__STATED PROBLEM__. Report every line of the records below that contains the string "submerged", with case counting.

Records from a collection

┄┄┄┄┄┄┄┄┄┄

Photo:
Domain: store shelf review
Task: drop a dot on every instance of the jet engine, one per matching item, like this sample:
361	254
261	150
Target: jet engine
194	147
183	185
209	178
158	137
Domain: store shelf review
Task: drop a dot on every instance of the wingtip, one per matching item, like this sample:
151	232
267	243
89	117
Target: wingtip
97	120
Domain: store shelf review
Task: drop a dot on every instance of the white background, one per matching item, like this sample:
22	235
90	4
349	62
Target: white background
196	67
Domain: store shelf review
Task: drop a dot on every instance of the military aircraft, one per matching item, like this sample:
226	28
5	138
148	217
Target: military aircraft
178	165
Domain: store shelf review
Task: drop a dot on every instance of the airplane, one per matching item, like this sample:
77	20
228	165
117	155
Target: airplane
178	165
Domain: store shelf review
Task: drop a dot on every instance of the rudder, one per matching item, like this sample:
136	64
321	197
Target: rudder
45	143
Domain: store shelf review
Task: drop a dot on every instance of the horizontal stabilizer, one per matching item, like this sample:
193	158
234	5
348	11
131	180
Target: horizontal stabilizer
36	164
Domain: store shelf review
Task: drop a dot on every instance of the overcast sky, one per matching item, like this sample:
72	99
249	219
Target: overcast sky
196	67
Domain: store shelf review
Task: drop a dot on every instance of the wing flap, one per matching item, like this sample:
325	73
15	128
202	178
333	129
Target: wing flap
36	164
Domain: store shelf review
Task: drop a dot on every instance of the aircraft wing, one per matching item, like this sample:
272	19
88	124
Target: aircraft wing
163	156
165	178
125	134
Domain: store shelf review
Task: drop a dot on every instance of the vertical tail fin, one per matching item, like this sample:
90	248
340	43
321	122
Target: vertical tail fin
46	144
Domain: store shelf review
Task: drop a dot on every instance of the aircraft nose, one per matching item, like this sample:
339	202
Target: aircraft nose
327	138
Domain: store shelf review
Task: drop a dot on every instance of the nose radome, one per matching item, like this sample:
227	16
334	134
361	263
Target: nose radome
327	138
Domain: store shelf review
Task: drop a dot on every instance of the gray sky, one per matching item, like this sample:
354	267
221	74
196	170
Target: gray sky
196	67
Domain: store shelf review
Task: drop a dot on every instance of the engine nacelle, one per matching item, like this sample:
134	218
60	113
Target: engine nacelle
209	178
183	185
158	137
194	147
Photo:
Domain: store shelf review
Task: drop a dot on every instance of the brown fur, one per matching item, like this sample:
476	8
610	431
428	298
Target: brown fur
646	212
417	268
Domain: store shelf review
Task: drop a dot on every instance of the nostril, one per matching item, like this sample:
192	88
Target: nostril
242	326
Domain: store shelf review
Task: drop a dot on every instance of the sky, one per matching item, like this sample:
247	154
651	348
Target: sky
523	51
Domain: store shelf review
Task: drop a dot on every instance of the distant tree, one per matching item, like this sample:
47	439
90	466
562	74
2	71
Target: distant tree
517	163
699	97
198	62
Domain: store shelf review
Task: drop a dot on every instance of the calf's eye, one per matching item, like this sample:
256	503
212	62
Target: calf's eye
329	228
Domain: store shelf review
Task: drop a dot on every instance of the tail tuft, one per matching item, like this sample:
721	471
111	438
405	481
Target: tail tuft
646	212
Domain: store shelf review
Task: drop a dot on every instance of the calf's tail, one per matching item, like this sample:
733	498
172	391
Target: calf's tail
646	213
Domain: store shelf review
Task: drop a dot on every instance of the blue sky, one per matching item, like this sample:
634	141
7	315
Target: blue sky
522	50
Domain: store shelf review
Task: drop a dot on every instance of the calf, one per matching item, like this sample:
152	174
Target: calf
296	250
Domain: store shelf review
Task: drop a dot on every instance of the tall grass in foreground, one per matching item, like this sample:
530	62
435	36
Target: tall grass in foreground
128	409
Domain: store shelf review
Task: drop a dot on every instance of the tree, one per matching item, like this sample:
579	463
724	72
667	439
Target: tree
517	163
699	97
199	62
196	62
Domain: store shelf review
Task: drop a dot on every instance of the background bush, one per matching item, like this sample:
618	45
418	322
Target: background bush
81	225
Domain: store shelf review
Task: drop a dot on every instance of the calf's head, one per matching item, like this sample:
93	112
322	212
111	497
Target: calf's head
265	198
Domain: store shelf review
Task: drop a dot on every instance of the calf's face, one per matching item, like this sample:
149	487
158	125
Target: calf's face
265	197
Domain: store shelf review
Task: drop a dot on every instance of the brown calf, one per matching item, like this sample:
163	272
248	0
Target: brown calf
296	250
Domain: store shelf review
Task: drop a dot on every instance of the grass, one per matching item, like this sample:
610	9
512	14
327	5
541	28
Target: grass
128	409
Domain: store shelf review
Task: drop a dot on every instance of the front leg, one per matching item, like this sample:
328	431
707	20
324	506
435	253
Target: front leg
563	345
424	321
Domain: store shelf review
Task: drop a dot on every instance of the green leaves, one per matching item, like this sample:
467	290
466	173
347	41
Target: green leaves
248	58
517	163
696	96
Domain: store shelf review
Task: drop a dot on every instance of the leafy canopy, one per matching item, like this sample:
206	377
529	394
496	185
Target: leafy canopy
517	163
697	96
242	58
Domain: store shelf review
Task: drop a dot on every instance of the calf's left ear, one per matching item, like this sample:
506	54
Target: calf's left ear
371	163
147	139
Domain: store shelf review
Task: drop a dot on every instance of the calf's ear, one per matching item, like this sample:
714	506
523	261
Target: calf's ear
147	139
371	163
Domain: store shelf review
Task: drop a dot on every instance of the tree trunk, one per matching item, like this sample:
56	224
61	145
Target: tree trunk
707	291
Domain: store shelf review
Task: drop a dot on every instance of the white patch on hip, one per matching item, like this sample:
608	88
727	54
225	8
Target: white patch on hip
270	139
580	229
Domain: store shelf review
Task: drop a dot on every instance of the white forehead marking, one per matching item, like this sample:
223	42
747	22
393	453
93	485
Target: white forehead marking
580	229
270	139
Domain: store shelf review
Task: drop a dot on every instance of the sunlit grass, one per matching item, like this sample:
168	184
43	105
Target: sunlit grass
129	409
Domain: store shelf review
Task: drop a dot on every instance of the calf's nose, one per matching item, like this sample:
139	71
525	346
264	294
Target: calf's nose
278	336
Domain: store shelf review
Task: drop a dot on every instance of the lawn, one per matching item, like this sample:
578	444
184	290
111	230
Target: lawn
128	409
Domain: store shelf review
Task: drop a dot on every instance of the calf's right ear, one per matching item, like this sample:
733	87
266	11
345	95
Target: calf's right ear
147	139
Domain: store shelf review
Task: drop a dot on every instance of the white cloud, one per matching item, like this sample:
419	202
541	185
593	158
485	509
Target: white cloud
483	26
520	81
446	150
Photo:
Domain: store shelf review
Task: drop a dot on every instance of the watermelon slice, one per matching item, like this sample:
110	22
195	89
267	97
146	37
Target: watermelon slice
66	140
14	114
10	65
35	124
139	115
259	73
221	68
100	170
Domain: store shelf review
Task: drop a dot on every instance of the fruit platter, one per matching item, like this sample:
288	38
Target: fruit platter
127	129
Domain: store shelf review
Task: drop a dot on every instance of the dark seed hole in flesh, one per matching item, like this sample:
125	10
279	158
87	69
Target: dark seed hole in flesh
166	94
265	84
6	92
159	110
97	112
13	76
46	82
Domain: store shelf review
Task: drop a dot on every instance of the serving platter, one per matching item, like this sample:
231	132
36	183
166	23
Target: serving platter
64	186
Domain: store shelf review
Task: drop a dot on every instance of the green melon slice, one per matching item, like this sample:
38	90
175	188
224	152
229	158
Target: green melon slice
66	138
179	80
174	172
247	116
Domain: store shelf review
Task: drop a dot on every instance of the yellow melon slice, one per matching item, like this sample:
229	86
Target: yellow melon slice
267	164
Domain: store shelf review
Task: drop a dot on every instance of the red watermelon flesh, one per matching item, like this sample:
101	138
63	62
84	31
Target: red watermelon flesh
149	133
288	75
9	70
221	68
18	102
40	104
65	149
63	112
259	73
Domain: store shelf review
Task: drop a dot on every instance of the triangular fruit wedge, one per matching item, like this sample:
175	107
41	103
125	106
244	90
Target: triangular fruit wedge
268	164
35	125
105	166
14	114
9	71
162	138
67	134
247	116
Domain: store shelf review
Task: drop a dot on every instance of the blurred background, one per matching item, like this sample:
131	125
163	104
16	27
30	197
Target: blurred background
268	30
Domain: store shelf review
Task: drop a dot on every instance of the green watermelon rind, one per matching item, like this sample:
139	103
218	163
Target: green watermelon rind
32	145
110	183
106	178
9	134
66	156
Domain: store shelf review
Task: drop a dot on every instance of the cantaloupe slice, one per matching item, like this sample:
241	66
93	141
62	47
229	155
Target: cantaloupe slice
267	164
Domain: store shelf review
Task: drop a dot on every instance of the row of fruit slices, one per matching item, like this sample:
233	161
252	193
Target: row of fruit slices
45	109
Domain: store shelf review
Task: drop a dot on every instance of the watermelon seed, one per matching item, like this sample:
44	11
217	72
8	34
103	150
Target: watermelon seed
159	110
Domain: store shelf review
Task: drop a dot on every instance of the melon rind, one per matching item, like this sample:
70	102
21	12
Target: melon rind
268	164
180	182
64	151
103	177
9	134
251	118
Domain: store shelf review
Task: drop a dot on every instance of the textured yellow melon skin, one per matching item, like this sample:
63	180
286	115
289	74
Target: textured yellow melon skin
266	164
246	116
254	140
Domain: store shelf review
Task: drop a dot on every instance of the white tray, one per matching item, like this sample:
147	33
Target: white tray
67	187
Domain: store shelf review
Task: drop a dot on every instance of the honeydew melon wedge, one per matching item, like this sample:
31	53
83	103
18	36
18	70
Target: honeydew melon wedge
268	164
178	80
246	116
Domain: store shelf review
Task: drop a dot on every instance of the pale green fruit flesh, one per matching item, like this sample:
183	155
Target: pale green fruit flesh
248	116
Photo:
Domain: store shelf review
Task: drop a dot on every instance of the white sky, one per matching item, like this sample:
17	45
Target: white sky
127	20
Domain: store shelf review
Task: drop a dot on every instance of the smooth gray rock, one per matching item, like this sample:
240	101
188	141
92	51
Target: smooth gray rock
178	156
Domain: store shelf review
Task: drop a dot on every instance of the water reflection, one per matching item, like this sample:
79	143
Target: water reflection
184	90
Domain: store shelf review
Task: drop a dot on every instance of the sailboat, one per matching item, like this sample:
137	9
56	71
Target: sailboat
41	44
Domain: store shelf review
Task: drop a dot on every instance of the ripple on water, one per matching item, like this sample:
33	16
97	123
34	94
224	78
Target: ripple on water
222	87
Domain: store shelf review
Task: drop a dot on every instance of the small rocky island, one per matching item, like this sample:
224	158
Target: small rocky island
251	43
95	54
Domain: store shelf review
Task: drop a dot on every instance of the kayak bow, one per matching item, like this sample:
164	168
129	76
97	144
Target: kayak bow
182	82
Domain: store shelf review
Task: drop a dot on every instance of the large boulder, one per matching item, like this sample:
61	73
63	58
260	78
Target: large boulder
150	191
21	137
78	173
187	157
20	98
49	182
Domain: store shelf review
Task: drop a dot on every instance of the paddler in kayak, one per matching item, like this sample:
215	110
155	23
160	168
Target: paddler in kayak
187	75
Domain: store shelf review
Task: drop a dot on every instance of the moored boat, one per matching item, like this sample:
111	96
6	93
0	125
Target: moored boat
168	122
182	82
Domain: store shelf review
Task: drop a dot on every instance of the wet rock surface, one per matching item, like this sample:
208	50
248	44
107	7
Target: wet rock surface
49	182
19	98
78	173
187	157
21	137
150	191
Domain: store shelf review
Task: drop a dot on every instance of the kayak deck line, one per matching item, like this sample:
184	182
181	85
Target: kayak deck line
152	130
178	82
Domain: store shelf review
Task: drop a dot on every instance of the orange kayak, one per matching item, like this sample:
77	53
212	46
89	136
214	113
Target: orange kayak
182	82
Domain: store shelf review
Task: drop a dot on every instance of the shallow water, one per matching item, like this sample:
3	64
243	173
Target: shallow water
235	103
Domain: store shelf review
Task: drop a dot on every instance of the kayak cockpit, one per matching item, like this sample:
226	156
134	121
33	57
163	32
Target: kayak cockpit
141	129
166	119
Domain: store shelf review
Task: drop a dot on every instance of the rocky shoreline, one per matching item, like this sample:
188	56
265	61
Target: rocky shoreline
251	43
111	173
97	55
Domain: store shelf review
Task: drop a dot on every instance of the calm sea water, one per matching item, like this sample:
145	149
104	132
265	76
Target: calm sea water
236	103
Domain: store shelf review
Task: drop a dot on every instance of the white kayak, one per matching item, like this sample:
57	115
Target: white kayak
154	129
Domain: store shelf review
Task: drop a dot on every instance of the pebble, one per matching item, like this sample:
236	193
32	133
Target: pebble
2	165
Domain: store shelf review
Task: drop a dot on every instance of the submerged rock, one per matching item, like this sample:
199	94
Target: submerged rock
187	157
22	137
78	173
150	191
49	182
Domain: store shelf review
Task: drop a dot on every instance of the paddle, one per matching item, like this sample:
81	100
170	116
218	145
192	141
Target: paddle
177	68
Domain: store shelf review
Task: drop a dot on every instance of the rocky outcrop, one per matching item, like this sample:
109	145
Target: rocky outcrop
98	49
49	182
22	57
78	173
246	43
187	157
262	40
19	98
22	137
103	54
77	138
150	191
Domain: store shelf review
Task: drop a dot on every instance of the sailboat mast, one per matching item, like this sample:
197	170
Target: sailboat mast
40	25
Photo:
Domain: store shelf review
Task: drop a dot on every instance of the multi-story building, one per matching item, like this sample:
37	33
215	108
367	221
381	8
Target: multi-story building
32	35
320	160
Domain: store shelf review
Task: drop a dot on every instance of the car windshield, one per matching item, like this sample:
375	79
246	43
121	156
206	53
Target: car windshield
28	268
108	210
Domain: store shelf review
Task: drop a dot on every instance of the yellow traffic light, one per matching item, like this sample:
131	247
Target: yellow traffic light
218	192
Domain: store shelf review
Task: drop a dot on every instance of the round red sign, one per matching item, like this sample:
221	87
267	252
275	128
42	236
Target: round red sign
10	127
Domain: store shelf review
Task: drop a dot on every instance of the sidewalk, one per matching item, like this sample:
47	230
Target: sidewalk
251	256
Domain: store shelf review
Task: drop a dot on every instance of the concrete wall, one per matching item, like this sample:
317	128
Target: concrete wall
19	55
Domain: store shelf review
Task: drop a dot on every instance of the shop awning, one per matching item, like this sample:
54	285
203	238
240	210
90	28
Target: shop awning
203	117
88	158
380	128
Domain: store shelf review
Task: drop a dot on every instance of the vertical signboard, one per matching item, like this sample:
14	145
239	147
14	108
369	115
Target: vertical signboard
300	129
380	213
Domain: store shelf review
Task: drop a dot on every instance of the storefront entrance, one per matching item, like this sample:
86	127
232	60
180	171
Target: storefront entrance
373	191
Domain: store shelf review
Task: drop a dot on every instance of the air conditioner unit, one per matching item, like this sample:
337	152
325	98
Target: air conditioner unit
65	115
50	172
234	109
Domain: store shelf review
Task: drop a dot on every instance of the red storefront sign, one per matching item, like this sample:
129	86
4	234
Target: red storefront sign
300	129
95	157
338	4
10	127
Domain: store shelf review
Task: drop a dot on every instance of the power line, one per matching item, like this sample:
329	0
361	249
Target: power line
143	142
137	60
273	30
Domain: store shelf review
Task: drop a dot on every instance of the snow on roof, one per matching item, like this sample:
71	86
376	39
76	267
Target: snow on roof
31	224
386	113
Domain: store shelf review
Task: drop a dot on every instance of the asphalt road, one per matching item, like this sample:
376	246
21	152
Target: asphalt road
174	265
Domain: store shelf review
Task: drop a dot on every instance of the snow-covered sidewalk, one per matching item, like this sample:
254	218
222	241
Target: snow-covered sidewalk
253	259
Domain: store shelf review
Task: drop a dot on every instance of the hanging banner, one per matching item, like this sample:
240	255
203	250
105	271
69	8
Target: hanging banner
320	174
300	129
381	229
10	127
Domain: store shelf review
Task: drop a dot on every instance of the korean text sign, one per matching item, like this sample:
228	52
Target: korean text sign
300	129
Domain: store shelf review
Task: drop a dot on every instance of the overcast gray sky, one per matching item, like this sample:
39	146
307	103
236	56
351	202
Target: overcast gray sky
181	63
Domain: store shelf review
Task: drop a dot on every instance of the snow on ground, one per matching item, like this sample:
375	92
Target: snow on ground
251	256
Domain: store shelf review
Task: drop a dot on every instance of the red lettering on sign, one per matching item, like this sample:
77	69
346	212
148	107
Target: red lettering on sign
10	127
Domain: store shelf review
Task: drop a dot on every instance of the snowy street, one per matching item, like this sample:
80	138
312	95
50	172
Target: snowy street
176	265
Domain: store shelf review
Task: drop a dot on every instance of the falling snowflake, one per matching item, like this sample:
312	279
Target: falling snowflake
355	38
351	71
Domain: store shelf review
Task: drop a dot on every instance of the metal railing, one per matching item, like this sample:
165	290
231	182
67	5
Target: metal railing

┄┄┄┄┄┄┄┄┄┄

__REPLY TO THE TASK__.
Task: drop a dot on every instance of the submerged rock, one per matching item, like this sample:
Target: submerged rock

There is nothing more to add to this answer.